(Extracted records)
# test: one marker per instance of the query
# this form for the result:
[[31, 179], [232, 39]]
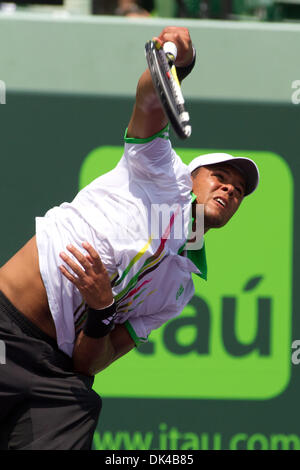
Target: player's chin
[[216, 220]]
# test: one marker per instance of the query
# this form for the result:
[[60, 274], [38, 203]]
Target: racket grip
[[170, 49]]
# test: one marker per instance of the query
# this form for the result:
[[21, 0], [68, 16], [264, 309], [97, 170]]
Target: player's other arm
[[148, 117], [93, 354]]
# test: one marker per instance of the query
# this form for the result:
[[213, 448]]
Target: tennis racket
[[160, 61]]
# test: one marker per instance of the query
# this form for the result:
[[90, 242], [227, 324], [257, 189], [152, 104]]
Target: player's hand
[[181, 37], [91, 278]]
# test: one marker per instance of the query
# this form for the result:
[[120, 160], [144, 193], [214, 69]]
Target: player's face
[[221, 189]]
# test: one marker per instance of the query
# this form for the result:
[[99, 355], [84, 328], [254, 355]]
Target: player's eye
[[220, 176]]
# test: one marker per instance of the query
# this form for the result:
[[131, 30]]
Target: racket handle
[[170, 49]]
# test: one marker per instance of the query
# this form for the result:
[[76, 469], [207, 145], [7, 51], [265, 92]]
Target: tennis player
---
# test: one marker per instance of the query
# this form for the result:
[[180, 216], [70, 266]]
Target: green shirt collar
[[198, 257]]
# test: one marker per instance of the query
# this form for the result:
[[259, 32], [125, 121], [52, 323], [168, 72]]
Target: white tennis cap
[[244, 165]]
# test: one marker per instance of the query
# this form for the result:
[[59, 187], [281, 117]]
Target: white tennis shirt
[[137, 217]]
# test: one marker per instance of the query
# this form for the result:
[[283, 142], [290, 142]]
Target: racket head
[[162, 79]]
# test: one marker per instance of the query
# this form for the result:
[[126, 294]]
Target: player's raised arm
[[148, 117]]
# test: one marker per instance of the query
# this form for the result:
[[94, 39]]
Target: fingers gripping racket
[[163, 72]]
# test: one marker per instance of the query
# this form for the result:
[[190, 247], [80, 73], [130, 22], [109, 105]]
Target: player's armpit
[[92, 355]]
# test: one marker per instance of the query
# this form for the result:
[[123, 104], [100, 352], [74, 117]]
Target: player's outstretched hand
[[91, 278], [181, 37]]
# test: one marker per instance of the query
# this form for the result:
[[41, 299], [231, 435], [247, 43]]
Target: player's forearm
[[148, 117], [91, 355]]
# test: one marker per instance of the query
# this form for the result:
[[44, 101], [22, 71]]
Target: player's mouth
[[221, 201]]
...
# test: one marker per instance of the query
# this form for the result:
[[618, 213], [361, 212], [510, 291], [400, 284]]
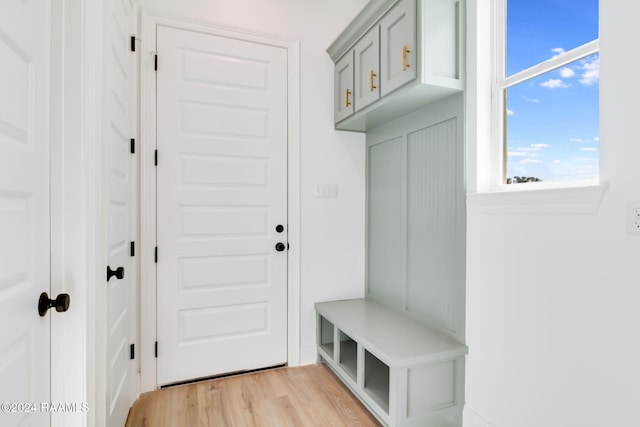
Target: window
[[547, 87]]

--- Exercise prompt ---
Please give an exact copy of the lines above, beginning with the line containing "[[99, 355], [84, 328], [254, 355]]" and running through the line containing "Target: tennis player", and of no other lines.

--- Completed task ---
[[99, 355], [84, 328], [254, 355]]
Target: player's eye
[[220, 176]]
# test: one marker per instance of the query
# this form for the result:
[[131, 30]]
Target: racket handle
[[170, 49]]
# test: one marker per instance of the query
# this form for the result:
[[76, 469], [207, 145], [7, 51], [265, 92]]
Target: tennis player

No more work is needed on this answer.